(Beginning of Supplied passage)

The book contains many concrete suggestions for teaching activities that consider these new conditions. An example from the book:
- Ask an AI to write an essay/write code/draw an image/create a script/design an experiment/draft a press release/propose a new business/analyze data
- Evaluate the results. Make a list of errors or how this result could have been better.
- Adjust your prompt to improve the output.
- Which result is best and why? What was your strategy to improve the promt? What worked best?
- Take the best output and make it even better with human editing.
- Describe for an employer what value you added to this process.
- Explain why your human work is better or improved the AI work
Desirable AI Usage in Different Courses
The appropriate level of GAI use in individual courses depends on various factors: learning objectives, nature of the material, examination format, stage in the study program, etc. Clear justification, communication, and expectation alignment regarding this are necessary for each course.
For this purpose, the University of British Columbia, Canada, has developed a 6-step classification that instructors use to communicate the acceptable use of GAI in individual courses: (i) No AI, (ii) AI as a Study Tool, (iii) AI for Idea Generation, (iv) AI-Assisted Editing, (v) AI Output Evaluated, and (vi) Full AI.

(End of Supplied passage)

Problems and tasks —
A – From the passage on AI in teaching, reproduce word for word the stretch that begins with "- Which result" and ends after "for each course.".
B – Name every level in the classification of acceptable AI use that the passage on AI in teaching credits to the University of British Columbia.
The records have no connection to the passage on AI in teaching.

(Beginning of Entries supplied)

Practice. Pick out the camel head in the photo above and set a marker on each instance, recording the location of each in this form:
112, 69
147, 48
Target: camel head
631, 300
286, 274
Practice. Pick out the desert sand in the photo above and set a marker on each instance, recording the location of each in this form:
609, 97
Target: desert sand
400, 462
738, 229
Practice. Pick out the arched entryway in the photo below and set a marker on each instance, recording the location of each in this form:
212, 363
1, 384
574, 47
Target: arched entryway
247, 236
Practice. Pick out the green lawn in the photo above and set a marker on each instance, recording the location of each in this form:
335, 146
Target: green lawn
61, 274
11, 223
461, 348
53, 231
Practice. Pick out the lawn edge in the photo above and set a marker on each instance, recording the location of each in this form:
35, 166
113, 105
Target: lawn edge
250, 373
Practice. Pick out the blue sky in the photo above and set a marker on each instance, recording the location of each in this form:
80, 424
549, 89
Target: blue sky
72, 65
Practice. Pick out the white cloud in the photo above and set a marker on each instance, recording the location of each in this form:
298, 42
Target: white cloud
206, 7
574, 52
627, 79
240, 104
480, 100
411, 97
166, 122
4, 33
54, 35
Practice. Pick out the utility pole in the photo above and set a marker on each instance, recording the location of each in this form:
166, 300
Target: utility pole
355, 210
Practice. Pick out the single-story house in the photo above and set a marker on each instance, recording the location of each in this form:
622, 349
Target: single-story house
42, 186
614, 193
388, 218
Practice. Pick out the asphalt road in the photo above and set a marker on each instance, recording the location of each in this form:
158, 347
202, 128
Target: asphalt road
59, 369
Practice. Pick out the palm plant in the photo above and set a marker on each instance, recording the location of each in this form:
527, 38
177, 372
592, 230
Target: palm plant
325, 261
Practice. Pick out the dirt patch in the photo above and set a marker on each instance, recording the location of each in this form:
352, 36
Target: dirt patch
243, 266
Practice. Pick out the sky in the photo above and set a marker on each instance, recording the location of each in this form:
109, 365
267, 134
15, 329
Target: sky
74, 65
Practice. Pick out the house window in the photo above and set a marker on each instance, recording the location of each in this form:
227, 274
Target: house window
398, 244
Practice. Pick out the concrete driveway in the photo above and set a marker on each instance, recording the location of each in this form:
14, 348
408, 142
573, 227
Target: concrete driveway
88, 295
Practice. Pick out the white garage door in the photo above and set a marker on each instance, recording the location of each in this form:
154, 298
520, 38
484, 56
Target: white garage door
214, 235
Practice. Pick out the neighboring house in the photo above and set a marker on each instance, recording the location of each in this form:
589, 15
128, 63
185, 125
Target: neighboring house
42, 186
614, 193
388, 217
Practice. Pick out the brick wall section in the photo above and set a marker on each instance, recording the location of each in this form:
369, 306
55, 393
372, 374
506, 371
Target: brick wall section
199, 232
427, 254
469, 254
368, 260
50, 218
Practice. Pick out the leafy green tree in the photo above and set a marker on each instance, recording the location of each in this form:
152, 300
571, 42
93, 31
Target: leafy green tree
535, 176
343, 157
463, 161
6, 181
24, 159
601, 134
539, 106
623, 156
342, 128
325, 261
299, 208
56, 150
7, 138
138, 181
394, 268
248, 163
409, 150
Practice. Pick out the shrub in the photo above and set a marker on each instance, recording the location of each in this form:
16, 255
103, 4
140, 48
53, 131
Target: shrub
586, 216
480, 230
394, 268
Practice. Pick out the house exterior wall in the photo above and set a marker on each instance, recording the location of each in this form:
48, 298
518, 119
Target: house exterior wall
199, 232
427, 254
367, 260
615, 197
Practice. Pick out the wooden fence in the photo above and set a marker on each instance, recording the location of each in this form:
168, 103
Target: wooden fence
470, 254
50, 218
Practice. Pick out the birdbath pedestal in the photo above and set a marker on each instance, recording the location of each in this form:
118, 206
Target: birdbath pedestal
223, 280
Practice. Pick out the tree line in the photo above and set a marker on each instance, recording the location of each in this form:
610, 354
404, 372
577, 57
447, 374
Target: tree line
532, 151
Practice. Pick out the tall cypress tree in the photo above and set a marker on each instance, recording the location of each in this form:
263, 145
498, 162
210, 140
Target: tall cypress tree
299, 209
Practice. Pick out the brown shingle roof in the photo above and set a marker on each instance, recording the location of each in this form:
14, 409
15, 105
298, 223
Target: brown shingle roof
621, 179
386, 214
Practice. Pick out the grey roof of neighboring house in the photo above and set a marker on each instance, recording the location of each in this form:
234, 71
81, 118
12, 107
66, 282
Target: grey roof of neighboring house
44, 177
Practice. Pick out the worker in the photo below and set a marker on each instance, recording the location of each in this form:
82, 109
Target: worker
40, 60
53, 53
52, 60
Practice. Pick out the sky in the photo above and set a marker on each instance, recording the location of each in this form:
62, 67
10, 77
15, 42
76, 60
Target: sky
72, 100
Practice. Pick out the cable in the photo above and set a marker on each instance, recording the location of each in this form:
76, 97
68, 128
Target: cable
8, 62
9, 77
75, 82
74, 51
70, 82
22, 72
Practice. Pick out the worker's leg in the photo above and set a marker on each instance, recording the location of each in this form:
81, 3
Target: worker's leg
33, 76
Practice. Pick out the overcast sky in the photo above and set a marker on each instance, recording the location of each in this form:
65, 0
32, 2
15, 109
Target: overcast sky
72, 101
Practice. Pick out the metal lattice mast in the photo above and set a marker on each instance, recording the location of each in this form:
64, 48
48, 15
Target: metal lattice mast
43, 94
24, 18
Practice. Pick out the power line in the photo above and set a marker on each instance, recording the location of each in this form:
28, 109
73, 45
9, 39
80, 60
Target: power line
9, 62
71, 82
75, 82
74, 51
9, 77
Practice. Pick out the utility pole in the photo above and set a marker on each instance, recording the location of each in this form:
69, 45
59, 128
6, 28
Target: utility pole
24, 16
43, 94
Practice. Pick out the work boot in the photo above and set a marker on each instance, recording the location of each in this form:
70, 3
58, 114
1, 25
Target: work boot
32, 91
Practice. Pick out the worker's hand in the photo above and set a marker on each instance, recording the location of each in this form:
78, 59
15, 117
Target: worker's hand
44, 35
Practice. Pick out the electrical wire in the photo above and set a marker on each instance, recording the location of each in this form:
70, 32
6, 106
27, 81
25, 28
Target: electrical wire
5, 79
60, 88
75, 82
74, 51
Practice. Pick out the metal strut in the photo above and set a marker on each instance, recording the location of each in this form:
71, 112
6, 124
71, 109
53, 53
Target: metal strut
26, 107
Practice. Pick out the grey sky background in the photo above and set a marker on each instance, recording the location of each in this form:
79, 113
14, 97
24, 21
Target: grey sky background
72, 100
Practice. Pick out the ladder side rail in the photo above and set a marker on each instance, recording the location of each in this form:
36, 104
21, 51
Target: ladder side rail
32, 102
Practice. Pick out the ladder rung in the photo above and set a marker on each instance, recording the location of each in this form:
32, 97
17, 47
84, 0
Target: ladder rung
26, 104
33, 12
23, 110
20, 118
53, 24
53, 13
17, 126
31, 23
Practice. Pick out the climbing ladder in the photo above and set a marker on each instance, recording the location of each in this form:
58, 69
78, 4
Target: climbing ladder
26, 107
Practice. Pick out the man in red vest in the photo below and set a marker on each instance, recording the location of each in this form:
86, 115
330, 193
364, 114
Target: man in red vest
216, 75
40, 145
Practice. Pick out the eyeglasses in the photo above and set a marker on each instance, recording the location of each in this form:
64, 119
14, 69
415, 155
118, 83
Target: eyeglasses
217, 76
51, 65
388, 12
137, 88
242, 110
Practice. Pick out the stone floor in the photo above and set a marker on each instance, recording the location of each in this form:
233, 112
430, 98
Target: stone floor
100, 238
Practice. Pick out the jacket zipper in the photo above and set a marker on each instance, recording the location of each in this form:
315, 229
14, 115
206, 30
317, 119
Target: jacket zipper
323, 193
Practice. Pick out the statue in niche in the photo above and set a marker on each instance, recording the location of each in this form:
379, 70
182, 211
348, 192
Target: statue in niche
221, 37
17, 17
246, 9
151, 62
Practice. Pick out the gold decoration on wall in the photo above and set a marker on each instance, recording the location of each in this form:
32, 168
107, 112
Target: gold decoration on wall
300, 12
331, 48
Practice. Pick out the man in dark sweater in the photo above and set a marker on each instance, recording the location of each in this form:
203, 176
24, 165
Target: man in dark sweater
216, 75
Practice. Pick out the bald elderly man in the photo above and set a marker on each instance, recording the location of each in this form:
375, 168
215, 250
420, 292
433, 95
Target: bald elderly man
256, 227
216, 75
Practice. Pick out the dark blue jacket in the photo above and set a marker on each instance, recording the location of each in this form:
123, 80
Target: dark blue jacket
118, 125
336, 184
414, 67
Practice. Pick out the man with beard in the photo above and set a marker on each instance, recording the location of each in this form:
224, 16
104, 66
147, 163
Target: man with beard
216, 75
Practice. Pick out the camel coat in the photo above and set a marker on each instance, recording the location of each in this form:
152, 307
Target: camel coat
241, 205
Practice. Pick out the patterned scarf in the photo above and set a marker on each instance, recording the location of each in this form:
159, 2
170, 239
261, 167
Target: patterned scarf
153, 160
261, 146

(End of Entries supplied)

Answers given —
A –
- Which result is best and why? What was your strategy to improve the promt? What worked best?
- Take the best output and make it even better with human editing.
- Describe for an employer what value you added to this process.
- Explain why your human work is better or improved the AI work
Desirable AI Usage in Different Courses
The appropriate level of GAI use in individual courses depends on various factors: learning objectives, nature of the material, examination format, stage in the study program, etc. Clear justification, communication, and expectation alignment regarding this are necessary for each course.

B – No AI; AI as a Study Tool; AI for Idea Generation; AI-Assisted Editing; AI Output Evaluated; Full AI